> **Work to complete**:
Copy the material below verbatim, from the line with "backrest by giving the bounding box." up to and including the line with "[481,473,574,583]".
----- The data -----
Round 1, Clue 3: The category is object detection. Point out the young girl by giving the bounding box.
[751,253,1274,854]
-----
----- The data -----
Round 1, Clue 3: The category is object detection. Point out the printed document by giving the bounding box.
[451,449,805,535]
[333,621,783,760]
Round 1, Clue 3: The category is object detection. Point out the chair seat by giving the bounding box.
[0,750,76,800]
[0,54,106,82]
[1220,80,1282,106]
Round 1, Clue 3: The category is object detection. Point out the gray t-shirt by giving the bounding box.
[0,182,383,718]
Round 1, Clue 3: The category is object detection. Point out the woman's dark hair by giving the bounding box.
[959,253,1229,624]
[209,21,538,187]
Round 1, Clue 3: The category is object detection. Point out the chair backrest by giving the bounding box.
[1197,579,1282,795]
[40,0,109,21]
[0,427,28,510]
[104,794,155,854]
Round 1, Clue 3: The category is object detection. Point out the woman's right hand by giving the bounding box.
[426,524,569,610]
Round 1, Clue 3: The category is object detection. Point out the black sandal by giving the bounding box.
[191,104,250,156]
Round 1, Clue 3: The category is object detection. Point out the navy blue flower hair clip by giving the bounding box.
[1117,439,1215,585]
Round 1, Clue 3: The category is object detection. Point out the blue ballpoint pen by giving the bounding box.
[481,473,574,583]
-----
----- The data -----
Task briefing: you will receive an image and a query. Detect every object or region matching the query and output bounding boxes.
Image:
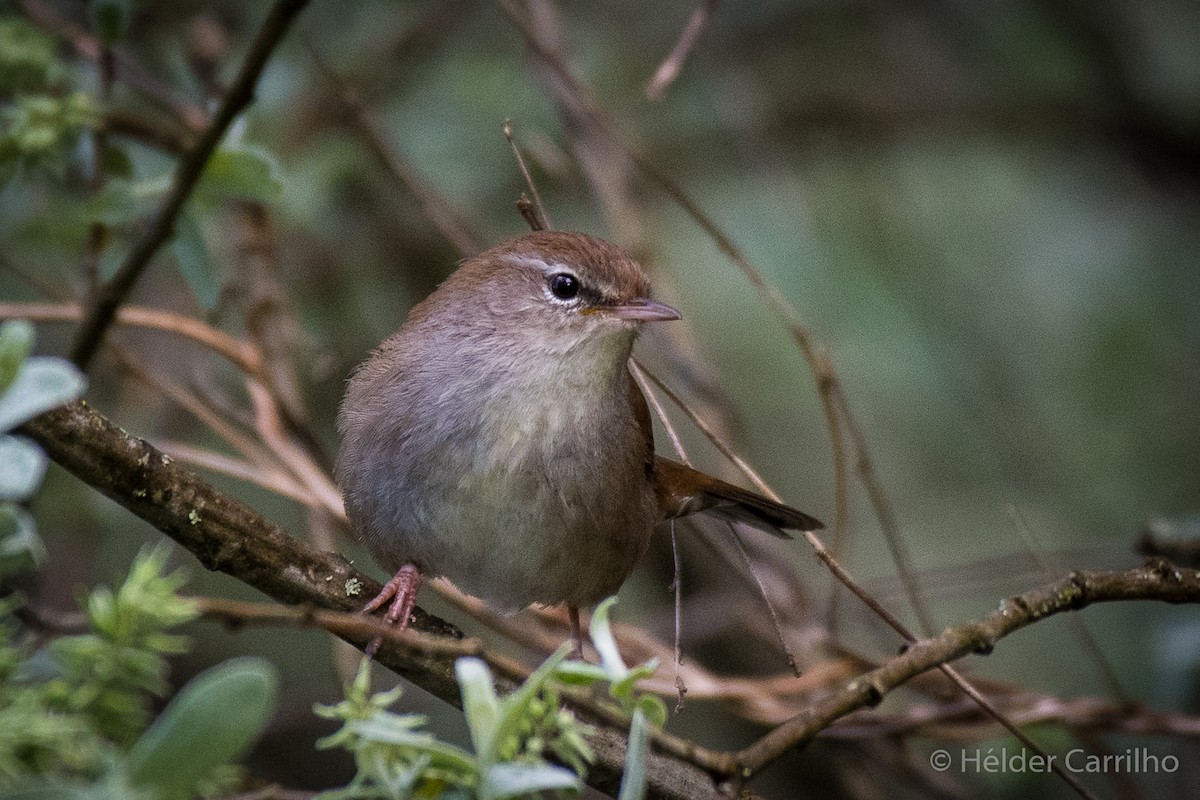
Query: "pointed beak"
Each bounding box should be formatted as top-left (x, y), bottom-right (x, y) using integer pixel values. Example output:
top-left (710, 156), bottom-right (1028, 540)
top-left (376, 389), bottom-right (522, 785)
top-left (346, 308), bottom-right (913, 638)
-----
> **Complete answer**:
Round 1, Clue 3: The category is object detection. Point out the chair backrest by giving the bounding box.
[1197,579,1282,795]
[40,0,109,21]
[0,427,28,510]
[104,794,155,854]
Round 1, Clue 3: The category is object detection. Point out the woman's right hand by giving the bounding box.
[426,524,569,610]
Round 1, Clue 3: The category is object detection. Point out the black sandal by giving the bounding box.
[191,104,250,156]
Round 1, Clue 3: The category is object detection. Point out the navy blue flower hair clip by giving the bounding box.
[1117,439,1215,585]
Round 1, Clue 3: The category is object detection. Point out the blue ballpoint pen by giving the bounding box.
[481,473,574,583]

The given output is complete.